AVAILABLE RECORDS START

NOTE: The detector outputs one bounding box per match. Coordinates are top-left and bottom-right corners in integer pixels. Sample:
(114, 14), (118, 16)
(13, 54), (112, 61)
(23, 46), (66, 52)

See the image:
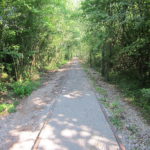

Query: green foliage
(81, 0), (150, 122)
(0, 104), (6, 112)
(96, 87), (108, 97)
(127, 124), (138, 134)
(0, 0), (77, 82)
(0, 103), (17, 113)
(44, 60), (68, 71)
(0, 82), (7, 93)
(81, 0), (150, 84)
(8, 106), (16, 113)
(113, 108), (124, 119)
(109, 116), (123, 129)
(141, 88), (150, 103)
(12, 80), (40, 97)
(110, 101), (120, 109)
(99, 97), (107, 102)
(0, 0), (81, 115)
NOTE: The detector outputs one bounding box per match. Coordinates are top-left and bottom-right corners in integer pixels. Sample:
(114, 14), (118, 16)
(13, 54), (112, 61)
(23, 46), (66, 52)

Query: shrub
(0, 104), (6, 112)
(8, 106), (16, 113)
(12, 80), (40, 97)
(110, 101), (120, 109)
(96, 87), (108, 97)
(141, 88), (150, 104)
(0, 82), (7, 93)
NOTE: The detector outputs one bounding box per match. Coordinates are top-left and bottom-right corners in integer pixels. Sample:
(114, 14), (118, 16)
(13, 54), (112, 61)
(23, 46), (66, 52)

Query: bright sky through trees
(70, 0), (83, 9)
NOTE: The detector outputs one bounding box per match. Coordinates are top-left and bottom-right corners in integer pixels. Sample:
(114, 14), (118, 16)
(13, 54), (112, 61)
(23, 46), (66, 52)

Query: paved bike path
(36, 60), (120, 150)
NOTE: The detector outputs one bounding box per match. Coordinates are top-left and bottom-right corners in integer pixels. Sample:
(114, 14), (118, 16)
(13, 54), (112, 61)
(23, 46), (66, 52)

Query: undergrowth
(0, 101), (19, 114)
(0, 79), (40, 114)
(0, 60), (68, 115)
(11, 80), (41, 98)
(99, 97), (124, 129)
(110, 73), (150, 123)
(83, 62), (150, 123)
(83, 63), (124, 129)
(44, 60), (68, 71)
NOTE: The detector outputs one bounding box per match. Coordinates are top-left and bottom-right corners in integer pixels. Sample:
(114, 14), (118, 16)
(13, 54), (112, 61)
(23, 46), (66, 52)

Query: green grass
(96, 87), (108, 97)
(109, 116), (123, 129)
(0, 100), (19, 114)
(0, 59), (68, 115)
(44, 60), (68, 71)
(0, 82), (7, 93)
(99, 97), (124, 129)
(109, 101), (120, 109)
(83, 64), (124, 129)
(99, 97), (107, 102)
(109, 72), (150, 123)
(11, 80), (41, 98)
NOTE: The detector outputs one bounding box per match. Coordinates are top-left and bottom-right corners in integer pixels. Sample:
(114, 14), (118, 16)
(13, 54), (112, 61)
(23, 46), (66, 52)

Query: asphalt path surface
(0, 59), (120, 150)
(35, 59), (120, 150)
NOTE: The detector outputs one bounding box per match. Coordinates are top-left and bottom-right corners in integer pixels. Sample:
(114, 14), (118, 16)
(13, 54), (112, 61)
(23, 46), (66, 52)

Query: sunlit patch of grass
(11, 80), (41, 98)
(0, 100), (19, 114)
(44, 60), (68, 71)
(31, 73), (40, 80)
(99, 97), (124, 129)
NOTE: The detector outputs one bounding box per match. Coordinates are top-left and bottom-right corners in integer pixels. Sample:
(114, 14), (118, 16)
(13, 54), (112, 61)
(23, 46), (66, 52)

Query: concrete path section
(36, 59), (120, 150)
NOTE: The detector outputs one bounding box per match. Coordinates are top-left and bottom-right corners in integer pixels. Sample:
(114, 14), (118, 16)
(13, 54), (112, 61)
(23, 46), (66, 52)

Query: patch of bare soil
(86, 67), (150, 150)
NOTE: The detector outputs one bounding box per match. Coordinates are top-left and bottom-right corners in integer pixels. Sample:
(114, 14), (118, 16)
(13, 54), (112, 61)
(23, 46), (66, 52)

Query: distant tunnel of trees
(0, 0), (150, 120)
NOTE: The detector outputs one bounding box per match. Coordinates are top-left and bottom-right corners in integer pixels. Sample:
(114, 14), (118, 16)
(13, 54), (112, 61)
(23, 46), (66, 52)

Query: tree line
(0, 0), (77, 81)
(81, 0), (150, 120)
(0, 0), (150, 120)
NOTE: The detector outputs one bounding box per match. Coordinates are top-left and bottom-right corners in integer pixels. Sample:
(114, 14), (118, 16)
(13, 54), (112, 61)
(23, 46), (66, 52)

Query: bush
(0, 100), (19, 114)
(109, 73), (150, 122)
(8, 106), (16, 113)
(0, 104), (6, 112)
(0, 82), (7, 93)
(12, 80), (40, 97)
(141, 88), (150, 104)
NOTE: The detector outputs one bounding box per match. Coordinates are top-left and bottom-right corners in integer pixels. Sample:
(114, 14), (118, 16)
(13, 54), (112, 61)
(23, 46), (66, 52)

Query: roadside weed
(12, 80), (41, 97)
(110, 101), (120, 109)
(127, 124), (138, 134)
(109, 116), (123, 129)
(99, 97), (107, 102)
(96, 87), (108, 97)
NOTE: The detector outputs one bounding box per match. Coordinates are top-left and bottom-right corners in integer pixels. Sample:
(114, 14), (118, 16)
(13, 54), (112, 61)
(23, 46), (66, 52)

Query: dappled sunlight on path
(0, 59), (120, 150)
(36, 59), (120, 150)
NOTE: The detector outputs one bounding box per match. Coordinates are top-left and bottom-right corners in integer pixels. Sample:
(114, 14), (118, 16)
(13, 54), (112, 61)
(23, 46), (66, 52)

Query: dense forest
(0, 0), (77, 81)
(80, 0), (150, 120)
(0, 0), (79, 112)
(0, 0), (150, 120)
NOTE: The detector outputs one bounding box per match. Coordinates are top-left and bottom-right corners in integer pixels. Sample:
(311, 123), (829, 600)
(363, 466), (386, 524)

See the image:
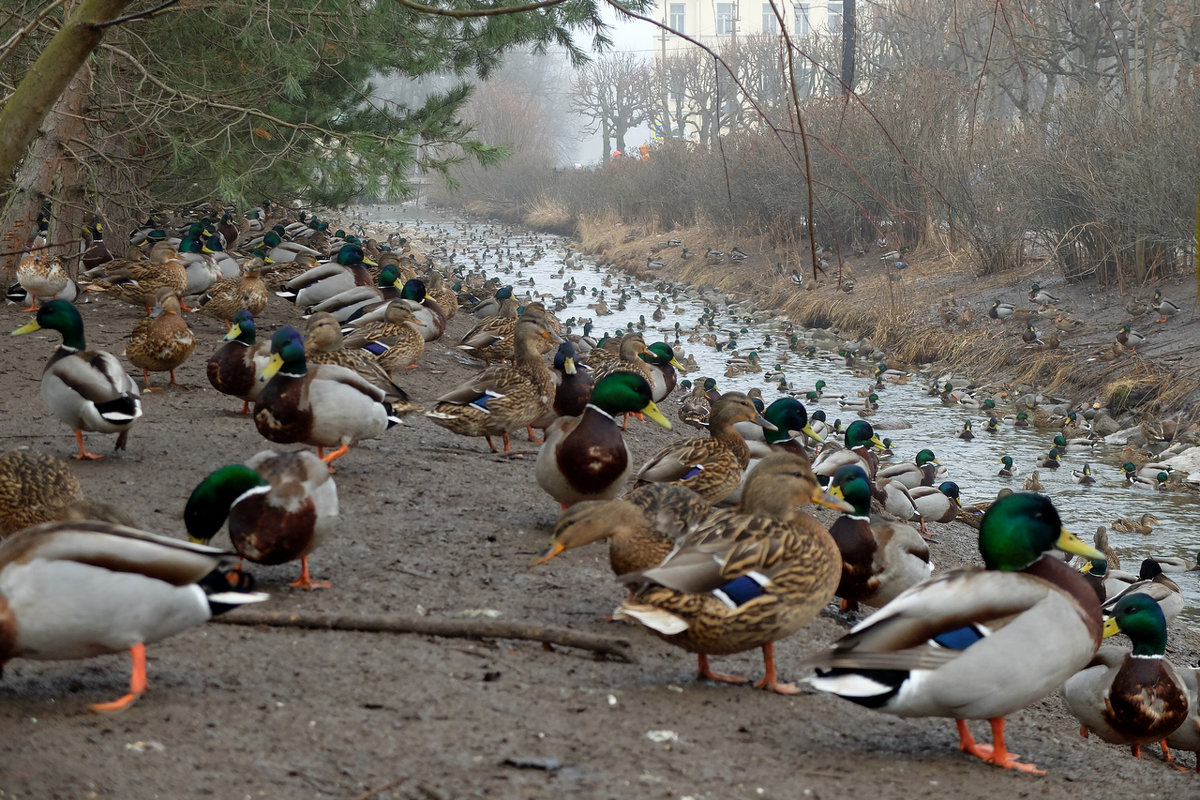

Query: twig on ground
(214, 609), (638, 662)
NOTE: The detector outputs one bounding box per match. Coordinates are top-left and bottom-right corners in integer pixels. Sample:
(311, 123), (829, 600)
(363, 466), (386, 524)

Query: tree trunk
(0, 63), (93, 280)
(0, 0), (134, 181)
(841, 0), (857, 94)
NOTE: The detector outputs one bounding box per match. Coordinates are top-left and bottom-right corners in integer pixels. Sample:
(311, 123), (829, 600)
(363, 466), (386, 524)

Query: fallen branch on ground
(214, 609), (637, 662)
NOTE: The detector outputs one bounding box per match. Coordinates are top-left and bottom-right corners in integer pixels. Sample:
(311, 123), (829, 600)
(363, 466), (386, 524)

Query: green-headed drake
(536, 372), (670, 508)
(804, 492), (1105, 774)
(12, 299), (142, 460)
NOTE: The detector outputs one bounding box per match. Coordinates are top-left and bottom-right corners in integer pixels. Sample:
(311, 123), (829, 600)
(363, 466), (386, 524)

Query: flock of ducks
(987, 281), (1180, 356)
(2, 209), (1198, 777)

AVAILABLE RECORDS END

PROBLEM REQUIREMENTS: Copy out the data verbatim, excluding the pictures.

WRITTEN REPLY:
NOTE: The detector outputs one bounding box per match. Coordinates are top-left and bottom-right corners in integer pixels. Sample:
(114, 14), (118, 16)
(13, 54), (112, 61)
(23, 46), (66, 52)

See the image:

Query: green foliage
(81, 0), (150, 122)
(0, 104), (6, 112)
(96, 87), (108, 97)
(127, 124), (138, 134)
(0, 0), (77, 82)
(0, 103), (17, 113)
(44, 60), (68, 71)
(0, 82), (7, 93)
(81, 0), (150, 84)
(8, 106), (16, 113)
(113, 108), (124, 119)
(109, 116), (123, 129)
(141, 88), (150, 103)
(12, 80), (40, 97)
(110, 101), (120, 109)
(99, 97), (107, 102)
(0, 0), (81, 115)
NOTE: The detector outputs one bounding box per match. Coordinates are top-left and bottom-right corners in integer pixels. Sample:
(114, 14), (118, 16)
(13, 54), (112, 61)
(23, 46), (66, 52)

Query: shrub
(0, 104), (6, 112)
(8, 106), (16, 113)
(12, 80), (40, 97)
(110, 101), (120, 109)
(96, 87), (108, 97)
(141, 88), (150, 104)
(0, 82), (7, 93)
NOTE: The detector outputs one bounding box per match. Coordinates are top-left and bottom-right corners in integer pixels. Sample:
(114, 14), (118, 16)
(13, 54), (112, 61)
(23, 46), (66, 52)

Query: bright sky through trees
(70, 0), (83, 9)
NOTE: The detector outputs one bounding box per match. Coordinates are top-left and bottom-right corners in integer pixels. Sample:
(114, 14), (118, 16)
(13, 54), (112, 61)
(23, 46), (66, 52)

Query: paved bike path
(36, 60), (120, 150)
NOTE: The detector outputs one bounding box per match. Coordinates are top-left and bottom-right corners in integer pixels. Sample:
(114, 14), (118, 16)
(13, 54), (112, 61)
(23, 46), (66, 52)

Query: undergrowth
(0, 101), (19, 114)
(0, 79), (40, 114)
(0, 60), (68, 115)
(11, 80), (41, 98)
(99, 97), (124, 129)
(110, 73), (150, 123)
(83, 62), (150, 123)
(83, 63), (124, 129)
(44, 60), (68, 71)
NOTE: The detector outputs one bounding box per match. Coordinates are top-left and bottom-right corners in integer pixels. Sample:
(114, 14), (118, 16)
(13, 54), (112, 61)
(23, 46), (66, 52)

Query: green grass
(96, 87), (108, 97)
(109, 116), (123, 129)
(0, 100), (19, 114)
(0, 59), (68, 115)
(44, 60), (68, 71)
(0, 82), (7, 93)
(99, 97), (124, 129)
(109, 101), (120, 109)
(83, 64), (124, 129)
(99, 97), (107, 102)
(109, 72), (150, 123)
(11, 80), (41, 98)
NOTE: The detector outputs one bounding box per match. Coordinates are top-left and bottom-right corners in integer pixels. Sample:
(114, 14), (118, 16)
(13, 54), (112, 61)
(23, 46), (66, 52)

Query: asphalt path surface
(0, 59), (120, 150)
(35, 59), (120, 150)
NOTE: The detector outputs one bounding box per match. Coordinates are top-left and bottom-right corners in integer pixels. Sample:
(114, 14), (118, 16)
(13, 54), (112, 61)
(23, 46), (66, 52)

Query: sunlit patch of grass
(11, 80), (41, 98)
(0, 100), (19, 114)
(44, 60), (68, 71)
(31, 73), (40, 80)
(99, 97), (124, 129)
NOTE: The detector outputs one bounding box per match. Coordinates are top-left and bottom-right corners in integer pixels. Sample:
(114, 14), (118, 16)
(13, 54), (112, 61)
(23, 46), (66, 52)

Query: concrete path section
(36, 59), (120, 150)
NOTE: The detector outputs one bounding box per match. Coordinates are top-left and bottom-right corners in integer pixels. Sample:
(114, 14), (118, 16)
(13, 54), (112, 61)
(23, 46), (66, 52)

Query: patch of bare soil
(86, 67), (150, 150)
NOTE: The detector outputs one bounding box per match. Coordinates are top-left and bottom-right corners in integer pixels. Sample:
(114, 14), (118, 16)
(13, 54), (112, 61)
(23, 46), (66, 52)

Query: distant tunnel of trees
(0, 0), (150, 120)
NOTE: The detector outputs one bounding box per match. Coordinates are top-left and bottom-right corners in integer pixels. Sample:
(114, 14), (118, 16)
(13, 54), (112, 61)
(23, 46), (66, 52)

Query: tree line
(0, 0), (77, 81)
(81, 0), (150, 120)
(0, 0), (150, 120)
NOTE: The detector outputs one bounding box per match. Coordinates are top-left and bottom-right corners in integer pixels. Sample:
(114, 14), (118, 16)
(13, 54), (112, 61)
(23, 46), (66, 52)

Query: bush
(0, 100), (19, 114)
(109, 73), (150, 122)
(8, 106), (16, 113)
(0, 104), (6, 112)
(0, 82), (7, 93)
(12, 80), (40, 97)
(141, 88), (150, 104)
NOTE: The detector outputs one bounding box per match. Coordinates are top-left and bottom-right corners in integer pixels. Sample:
(114, 14), (118, 16)
(13, 54), (112, 61)
(23, 46), (66, 52)

Query: roadside weed
(12, 80), (41, 97)
(110, 101), (120, 109)
(127, 124), (138, 134)
(109, 116), (123, 129)
(99, 97), (107, 102)
(96, 87), (108, 97)
NOTE: The detector outputs one bounding box per match. Coordinates are top-left and bottom-right corners in integer pixels. Sample:
(114, 14), (118, 16)
(13, 54), (112, 61)
(23, 46), (66, 52)

Query: dappled sunlight on path
(0, 59), (120, 150)
(36, 59), (120, 150)
NOTE: The detector outputs one bounding box per match. Coordinates are top-left and bottom-right corners in integer pixels. Sample:
(114, 14), (118, 16)
(13, 54), (112, 61)
(23, 46), (66, 52)

Query: dense forest
(0, 0), (77, 81)
(80, 0), (150, 120)
(0, 0), (79, 112)
(0, 0), (150, 120)
NOTE: The detector outputs one bounding box per match. Coordinates are top-left and bottom-right corners in integer pixels. Sample:
(311, 123), (829, 600)
(363, 466), (386, 524)

See the image:

Query: twig on ground
(214, 609), (638, 662)
NOTE: The detector outputs one bounding box per match. Coordinates are top-left and bottom-right corners in integer pixels. Sample:
(311, 123), (829, 600)
(363, 466), (386, 524)

Query: tree trunk
(0, 63), (93, 280)
(0, 0), (134, 181)
(841, 0), (857, 94)
NOTE: The detector outputs one bounding box per match. Coordinates are top-left and bottom-right corners in integer pixels. Sample:
(311, 123), (829, 600)
(363, 466), (386, 524)

Query: fallen branch on ground
(214, 609), (637, 662)
NOTE: The detector outputs one bounding box per match. Coordinates are top-left and bottom-right corners in integer pixels. Sample:
(311, 123), (829, 600)
(363, 466), (386, 524)

Query: green-headed drake
(536, 372), (670, 508)
(804, 492), (1105, 774)
(12, 299), (142, 460)
NOTE: The detector outputs one bounding box per match. Coordinates are top-left and bottom-right corners in integer pixels. Sample:
(311, 123), (829, 600)
(363, 466), (386, 524)

Query: flock of ducks
(987, 281), (1180, 356)
(2, 209), (1198, 777)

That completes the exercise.